▶ 提示文
* * * * *

一方、グラウコスは瞳や深い海の形容として用いられましたが、キュアノスも似たような暗い色のイメージです。が、こちらはどちらかとえいば、緑色、灰色、ときに黄色や茶色に近いイメージで、とはいえ、こちらも本来の青色というよりも、むしろ彩度の低い、濁った青色を意味していました。

緑内障を表す英語グローコーマ(glaucoma) の語源はこのグラウコスであり、どす黒い青く変色した目の色をイメージしたもののようです。多くの場合、失明の危機をもたらす緑内障などの疾患をわずらったくすんだ人の瞳の色を表すのに用いられていました。

* * * * *

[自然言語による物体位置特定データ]

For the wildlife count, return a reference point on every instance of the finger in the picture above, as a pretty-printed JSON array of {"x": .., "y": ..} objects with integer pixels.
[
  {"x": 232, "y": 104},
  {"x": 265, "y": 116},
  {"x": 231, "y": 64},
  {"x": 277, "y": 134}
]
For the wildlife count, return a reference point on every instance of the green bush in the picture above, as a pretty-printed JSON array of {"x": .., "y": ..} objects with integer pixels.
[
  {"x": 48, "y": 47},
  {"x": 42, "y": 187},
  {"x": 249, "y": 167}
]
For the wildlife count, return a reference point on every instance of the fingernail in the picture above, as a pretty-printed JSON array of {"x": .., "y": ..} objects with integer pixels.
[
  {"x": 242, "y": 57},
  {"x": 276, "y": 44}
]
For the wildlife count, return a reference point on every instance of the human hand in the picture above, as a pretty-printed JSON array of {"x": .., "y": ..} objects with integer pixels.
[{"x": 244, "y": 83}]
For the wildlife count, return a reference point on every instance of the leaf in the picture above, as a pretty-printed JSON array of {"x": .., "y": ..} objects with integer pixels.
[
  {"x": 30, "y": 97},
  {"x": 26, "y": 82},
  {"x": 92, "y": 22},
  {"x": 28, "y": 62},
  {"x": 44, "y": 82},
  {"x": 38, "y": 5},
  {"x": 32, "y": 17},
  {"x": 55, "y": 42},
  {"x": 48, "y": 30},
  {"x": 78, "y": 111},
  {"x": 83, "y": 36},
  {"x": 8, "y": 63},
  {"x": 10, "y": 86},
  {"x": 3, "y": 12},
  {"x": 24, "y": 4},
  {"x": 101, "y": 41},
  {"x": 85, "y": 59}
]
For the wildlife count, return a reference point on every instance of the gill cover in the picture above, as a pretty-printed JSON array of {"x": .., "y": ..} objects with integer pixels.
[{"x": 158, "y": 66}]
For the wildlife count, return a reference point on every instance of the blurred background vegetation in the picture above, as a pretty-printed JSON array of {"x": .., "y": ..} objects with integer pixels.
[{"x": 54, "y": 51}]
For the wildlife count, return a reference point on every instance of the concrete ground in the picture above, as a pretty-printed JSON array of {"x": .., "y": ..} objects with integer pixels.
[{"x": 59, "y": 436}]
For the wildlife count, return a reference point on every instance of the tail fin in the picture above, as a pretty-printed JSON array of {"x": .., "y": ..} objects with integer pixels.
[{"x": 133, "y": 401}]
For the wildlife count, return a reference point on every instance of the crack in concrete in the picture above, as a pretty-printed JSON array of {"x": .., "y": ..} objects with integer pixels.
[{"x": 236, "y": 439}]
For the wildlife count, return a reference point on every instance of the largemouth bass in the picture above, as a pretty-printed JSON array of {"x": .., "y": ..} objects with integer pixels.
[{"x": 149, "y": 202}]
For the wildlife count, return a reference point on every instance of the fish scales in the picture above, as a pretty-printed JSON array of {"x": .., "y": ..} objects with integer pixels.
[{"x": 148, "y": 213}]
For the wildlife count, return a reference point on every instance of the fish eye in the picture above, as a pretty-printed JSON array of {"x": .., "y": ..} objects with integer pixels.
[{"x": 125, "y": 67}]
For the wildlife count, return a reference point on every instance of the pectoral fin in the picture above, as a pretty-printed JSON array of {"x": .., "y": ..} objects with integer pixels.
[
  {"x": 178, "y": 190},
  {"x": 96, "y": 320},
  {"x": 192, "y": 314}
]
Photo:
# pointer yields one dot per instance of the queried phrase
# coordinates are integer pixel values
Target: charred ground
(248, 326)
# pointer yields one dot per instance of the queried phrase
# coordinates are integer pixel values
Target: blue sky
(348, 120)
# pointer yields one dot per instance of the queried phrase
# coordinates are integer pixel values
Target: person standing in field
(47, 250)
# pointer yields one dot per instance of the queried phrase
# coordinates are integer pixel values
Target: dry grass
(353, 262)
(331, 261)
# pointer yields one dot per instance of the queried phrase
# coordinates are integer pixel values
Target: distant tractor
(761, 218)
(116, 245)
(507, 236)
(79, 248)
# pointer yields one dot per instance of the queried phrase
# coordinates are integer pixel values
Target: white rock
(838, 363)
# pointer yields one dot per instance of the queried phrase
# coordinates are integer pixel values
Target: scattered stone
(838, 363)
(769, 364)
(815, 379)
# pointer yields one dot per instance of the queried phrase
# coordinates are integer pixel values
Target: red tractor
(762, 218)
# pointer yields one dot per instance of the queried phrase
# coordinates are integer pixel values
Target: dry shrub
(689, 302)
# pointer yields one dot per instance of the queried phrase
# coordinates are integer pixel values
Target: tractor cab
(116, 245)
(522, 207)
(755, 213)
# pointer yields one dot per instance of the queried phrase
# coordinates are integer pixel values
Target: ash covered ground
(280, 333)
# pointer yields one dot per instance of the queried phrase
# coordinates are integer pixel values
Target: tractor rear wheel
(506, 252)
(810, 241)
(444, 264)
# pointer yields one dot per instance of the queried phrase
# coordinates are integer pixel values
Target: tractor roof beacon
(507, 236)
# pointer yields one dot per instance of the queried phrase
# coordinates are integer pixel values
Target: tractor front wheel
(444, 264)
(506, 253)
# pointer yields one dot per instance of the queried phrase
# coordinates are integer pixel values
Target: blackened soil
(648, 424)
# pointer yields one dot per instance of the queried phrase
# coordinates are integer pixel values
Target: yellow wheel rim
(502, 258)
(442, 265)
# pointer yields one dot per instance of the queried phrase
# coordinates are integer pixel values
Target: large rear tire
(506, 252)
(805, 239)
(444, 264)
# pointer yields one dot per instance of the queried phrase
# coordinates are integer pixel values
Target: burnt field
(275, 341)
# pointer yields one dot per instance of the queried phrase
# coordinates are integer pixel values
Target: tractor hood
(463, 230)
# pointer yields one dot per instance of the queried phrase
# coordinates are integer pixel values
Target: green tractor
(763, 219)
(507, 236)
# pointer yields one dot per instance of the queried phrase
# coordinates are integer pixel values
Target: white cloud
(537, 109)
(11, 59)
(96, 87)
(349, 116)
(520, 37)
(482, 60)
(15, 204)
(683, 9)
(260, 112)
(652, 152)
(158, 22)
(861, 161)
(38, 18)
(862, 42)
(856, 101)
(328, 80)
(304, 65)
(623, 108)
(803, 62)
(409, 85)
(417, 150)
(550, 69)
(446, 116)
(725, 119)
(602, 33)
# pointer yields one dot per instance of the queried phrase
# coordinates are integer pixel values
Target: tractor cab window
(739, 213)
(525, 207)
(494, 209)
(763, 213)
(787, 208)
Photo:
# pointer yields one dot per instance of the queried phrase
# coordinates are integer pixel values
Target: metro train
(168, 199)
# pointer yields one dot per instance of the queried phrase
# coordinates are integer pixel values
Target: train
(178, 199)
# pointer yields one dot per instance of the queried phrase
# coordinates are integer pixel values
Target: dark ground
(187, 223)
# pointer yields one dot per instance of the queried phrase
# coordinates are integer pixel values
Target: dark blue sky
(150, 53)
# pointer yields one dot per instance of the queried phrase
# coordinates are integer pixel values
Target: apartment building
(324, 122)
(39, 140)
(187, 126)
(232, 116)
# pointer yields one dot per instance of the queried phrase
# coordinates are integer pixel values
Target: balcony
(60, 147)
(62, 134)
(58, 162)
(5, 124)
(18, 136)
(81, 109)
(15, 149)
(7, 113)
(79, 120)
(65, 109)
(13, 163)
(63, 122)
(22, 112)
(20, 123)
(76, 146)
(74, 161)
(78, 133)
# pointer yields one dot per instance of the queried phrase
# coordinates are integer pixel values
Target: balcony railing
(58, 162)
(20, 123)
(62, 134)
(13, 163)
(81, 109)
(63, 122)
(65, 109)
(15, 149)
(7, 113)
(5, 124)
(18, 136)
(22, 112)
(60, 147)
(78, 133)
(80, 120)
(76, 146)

* * * * *

▶ 作成内容
上に示したグラウコスとキュアノスについての文章を、一字も変えずに全文書き写してください。

▶ 解答
一方、グラウコスは瞳や深い海の形容として用いられましたが、キュアノスも似たような暗い色のイメージです。が、こちらはどちらかとえいば、緑色、灰色、ときに黄色や茶色に近いイメージで、とはいえ、こちらも本来の青色というよりも、むしろ彩度の低い、濁った青色を意味していました。

緑内障を表す英語グローコーマ(glaucoma) の語源はこのグラウコスであり、どす黒い青く変色した目の色をイメージしたもののようです。多くの場合、失明の危機をもたらす緑内障などの疾患をわずらったくすんだ人の瞳の色を表すのに用いられていました。